**WHAT NEEDS TO BE DONE**
Rewrite every item below, changing "keypoint" to "marker" at each occurrence and leaving everything else as it stands.

+++ EXTRACTED MATERIAL +++

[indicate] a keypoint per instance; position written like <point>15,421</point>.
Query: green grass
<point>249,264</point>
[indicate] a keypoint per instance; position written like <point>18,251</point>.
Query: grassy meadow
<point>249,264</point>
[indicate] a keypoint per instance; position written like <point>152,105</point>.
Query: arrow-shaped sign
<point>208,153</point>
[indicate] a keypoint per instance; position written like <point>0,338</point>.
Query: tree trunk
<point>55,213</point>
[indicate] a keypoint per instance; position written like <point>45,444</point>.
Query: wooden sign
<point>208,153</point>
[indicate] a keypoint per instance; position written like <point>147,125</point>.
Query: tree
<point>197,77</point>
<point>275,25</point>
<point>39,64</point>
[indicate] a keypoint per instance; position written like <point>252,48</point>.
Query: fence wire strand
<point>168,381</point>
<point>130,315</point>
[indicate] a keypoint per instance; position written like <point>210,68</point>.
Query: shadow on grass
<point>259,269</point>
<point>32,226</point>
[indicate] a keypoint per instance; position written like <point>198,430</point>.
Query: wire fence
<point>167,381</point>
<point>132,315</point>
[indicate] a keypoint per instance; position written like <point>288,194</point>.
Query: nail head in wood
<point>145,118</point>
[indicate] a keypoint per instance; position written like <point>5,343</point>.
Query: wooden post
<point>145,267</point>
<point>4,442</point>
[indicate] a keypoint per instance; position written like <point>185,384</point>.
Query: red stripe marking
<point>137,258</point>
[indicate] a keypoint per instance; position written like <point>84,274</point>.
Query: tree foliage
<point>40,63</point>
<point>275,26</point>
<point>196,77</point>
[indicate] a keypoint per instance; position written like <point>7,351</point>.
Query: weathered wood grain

+++

**FULL ANSWER**
[indicate] a marker per instance; position written like <point>15,421</point>.
Query: green grass
<point>249,264</point>
[indicate] a marker per instance; position written like <point>18,251</point>.
Query: grassy meadow
<point>249,264</point>
[indicate] a marker per instance; position written like <point>152,105</point>.
Query: arrow-shaped sign
<point>208,153</point>
[indicate] a marker per instance; position written like <point>0,338</point>.
Query: tree trunk
<point>55,213</point>
[indicate] a marker per instance; position written like <point>45,444</point>.
Query: wooden sign
<point>208,153</point>
[indicate] a marker per instance; position written like <point>147,125</point>.
Query: tree
<point>197,77</point>
<point>275,25</point>
<point>39,64</point>
[indicate] a marker per instance; position written like <point>252,48</point>.
Query: fence wire strand
<point>168,381</point>
<point>130,315</point>
[indicate] a marker per instance; position written like <point>210,68</point>.
Query: shadow on grass
<point>259,269</point>
<point>32,226</point>
[indicate] a marker per instance; position written like <point>198,430</point>.
Query: wire fence
<point>167,381</point>
<point>132,315</point>
[indicate] a marker per instance; position written like <point>288,194</point>.
Query: nail head in wood
<point>145,118</point>
[indicate] a marker per instance; position written like <point>5,343</point>.
Query: wooden post
<point>145,267</point>
<point>4,442</point>
[indicate] a marker per instance; position written like <point>185,384</point>.
Query: red stripe marking
<point>137,258</point>
[indicate] a marker per instance; position written like <point>84,274</point>.
Query: tree foliage
<point>40,63</point>
<point>275,26</point>
<point>196,77</point>
[indicate] a marker per instance; position written like <point>7,351</point>.
Query: weathered wood grain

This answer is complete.